• _What the exercise asks_:
Extract each line holding the word "window" from the entries.

• _Input data_:
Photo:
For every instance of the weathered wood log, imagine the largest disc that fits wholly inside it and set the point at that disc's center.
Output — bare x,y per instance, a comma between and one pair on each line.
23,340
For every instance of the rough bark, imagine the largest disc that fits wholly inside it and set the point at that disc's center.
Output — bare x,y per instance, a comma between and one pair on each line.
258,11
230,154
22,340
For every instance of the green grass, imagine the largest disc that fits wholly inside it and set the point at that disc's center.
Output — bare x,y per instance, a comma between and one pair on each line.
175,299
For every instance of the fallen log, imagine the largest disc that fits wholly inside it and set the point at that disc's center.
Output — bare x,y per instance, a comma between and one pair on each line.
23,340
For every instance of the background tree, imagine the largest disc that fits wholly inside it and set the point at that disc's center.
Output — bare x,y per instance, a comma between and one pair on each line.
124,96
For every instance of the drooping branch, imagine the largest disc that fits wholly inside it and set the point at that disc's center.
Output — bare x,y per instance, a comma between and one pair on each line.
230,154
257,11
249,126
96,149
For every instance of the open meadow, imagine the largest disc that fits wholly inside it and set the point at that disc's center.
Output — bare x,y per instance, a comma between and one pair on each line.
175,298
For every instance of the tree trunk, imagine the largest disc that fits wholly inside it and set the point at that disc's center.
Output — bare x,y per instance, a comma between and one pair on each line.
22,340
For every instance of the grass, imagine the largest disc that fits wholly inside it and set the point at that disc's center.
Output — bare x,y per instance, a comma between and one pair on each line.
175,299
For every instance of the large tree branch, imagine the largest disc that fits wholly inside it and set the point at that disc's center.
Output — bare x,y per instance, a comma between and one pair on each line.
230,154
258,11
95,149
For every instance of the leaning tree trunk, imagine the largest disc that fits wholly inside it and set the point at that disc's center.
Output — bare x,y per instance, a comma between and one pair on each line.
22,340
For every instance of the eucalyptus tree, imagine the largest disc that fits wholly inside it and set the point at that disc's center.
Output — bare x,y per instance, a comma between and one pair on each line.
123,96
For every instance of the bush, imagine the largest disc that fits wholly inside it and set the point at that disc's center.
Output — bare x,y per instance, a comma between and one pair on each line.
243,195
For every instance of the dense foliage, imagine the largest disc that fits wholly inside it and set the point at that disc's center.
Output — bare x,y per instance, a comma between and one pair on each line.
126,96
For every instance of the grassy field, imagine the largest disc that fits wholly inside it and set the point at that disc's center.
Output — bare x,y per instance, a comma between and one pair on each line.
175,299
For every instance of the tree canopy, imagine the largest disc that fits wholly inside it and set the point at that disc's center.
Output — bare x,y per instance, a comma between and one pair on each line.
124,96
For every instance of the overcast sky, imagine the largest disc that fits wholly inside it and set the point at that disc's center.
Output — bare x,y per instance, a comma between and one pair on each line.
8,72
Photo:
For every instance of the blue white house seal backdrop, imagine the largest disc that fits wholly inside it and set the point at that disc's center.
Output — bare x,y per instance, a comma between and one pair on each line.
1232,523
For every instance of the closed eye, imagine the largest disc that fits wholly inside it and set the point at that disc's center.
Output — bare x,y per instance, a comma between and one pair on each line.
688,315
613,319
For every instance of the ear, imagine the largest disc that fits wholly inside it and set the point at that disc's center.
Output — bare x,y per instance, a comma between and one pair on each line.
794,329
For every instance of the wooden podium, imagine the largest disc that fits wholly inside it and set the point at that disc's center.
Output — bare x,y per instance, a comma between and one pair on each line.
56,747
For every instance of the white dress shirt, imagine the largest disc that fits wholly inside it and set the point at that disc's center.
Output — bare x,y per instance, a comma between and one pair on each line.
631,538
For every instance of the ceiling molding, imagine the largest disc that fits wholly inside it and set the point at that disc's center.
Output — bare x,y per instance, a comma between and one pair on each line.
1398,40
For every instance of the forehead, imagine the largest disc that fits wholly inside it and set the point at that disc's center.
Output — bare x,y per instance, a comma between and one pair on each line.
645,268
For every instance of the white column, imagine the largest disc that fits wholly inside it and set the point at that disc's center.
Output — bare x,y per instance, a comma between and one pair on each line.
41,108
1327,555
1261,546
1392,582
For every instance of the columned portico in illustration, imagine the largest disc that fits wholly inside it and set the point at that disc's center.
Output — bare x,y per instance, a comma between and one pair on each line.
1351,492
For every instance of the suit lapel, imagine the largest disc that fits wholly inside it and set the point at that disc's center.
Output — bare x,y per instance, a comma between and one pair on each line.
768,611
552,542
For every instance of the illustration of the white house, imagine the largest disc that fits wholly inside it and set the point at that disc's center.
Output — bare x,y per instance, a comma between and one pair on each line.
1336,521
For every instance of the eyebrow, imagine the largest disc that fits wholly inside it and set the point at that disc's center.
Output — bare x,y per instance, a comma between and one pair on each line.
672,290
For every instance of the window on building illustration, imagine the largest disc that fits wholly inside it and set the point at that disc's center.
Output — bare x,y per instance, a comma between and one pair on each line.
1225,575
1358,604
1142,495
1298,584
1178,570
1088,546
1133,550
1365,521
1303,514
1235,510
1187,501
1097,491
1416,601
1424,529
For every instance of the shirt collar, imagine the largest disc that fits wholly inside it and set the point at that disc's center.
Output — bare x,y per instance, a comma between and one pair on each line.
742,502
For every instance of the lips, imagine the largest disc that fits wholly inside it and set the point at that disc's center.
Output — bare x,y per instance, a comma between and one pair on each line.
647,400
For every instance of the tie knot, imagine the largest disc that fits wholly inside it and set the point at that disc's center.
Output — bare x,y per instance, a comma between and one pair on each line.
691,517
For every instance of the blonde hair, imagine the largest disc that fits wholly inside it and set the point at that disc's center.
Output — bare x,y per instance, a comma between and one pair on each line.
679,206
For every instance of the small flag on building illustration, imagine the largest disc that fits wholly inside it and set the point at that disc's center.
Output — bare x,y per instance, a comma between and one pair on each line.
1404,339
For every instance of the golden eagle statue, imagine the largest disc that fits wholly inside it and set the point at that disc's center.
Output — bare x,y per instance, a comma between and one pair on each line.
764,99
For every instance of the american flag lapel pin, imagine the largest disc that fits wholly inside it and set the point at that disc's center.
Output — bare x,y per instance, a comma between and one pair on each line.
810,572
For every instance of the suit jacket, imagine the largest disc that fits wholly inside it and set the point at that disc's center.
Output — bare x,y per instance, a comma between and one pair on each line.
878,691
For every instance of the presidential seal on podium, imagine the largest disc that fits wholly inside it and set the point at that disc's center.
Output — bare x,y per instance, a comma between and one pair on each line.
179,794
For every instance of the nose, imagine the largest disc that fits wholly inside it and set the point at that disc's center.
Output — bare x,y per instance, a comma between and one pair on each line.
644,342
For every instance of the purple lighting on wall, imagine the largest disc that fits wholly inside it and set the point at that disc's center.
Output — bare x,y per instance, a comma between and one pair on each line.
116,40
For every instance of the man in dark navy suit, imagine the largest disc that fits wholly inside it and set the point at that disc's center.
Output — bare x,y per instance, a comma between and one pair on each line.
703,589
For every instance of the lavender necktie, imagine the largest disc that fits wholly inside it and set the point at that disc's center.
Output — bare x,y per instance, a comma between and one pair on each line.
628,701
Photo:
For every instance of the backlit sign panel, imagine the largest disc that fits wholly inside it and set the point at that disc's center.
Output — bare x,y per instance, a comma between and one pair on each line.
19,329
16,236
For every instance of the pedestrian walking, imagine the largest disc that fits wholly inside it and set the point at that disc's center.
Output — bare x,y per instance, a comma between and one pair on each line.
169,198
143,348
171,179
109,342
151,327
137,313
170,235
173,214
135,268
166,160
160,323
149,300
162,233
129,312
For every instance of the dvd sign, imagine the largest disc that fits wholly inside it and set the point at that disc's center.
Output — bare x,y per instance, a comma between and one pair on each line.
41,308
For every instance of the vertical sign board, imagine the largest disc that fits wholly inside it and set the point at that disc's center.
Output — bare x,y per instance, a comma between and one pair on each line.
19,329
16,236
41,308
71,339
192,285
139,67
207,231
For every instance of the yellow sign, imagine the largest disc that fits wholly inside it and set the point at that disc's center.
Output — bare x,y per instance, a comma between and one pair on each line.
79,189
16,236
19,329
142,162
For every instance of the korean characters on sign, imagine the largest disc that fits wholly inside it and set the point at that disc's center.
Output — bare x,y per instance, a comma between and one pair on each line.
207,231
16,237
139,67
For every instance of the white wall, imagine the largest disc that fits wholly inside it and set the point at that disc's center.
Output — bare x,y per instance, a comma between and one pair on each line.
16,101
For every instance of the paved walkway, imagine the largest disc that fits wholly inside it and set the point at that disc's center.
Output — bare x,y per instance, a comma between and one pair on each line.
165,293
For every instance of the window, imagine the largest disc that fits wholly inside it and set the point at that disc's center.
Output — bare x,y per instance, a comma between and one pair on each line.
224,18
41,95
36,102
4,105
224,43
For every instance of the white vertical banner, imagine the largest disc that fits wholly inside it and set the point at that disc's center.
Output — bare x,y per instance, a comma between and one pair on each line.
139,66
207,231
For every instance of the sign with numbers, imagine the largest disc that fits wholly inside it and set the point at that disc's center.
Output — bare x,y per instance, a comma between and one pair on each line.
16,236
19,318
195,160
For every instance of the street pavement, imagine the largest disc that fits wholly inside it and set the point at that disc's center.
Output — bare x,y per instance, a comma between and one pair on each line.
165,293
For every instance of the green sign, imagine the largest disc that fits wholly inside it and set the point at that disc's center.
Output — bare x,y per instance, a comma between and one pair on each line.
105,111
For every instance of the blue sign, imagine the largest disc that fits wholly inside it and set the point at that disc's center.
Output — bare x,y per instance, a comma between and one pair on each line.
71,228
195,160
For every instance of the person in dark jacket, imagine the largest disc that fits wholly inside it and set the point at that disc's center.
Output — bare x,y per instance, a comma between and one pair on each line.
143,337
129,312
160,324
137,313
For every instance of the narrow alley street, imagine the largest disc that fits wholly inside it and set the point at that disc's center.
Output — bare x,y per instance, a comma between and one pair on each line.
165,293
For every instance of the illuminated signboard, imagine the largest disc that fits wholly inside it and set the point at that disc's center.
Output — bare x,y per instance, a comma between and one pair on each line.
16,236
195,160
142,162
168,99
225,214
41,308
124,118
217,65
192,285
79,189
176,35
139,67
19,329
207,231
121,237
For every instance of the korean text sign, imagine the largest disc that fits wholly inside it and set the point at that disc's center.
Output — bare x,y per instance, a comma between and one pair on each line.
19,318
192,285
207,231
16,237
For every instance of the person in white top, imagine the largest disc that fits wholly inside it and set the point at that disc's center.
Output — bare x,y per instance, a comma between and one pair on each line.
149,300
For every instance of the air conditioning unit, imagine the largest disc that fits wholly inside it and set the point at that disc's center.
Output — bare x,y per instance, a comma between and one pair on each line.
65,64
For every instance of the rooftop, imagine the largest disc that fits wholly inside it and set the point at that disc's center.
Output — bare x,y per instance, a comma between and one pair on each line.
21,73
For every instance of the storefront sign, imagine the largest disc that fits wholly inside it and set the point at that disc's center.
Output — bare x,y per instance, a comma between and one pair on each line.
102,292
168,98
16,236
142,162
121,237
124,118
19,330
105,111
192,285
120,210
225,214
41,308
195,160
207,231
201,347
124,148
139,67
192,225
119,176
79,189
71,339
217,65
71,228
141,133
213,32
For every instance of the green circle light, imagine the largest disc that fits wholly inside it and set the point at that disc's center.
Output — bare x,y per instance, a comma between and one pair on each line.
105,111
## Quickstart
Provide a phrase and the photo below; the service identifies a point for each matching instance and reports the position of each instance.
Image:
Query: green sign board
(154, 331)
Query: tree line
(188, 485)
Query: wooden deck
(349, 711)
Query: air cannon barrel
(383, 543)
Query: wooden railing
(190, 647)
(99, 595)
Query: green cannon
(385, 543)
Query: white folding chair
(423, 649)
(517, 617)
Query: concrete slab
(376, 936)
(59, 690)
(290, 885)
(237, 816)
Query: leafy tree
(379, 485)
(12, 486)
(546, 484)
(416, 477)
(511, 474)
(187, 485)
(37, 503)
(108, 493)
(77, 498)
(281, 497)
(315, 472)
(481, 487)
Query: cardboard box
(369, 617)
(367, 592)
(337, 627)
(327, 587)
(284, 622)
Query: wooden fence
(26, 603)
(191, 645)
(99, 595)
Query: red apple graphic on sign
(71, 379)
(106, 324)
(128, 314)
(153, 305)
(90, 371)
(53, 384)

• _Answer to the problem_:
For every instance of the window on building illustration, imagine the largest disc that fits wholly inside it and set the point at that disc's center.
For every instance of the window, imagine the largest disc that fits wholly inside it and set the point at that disc's center.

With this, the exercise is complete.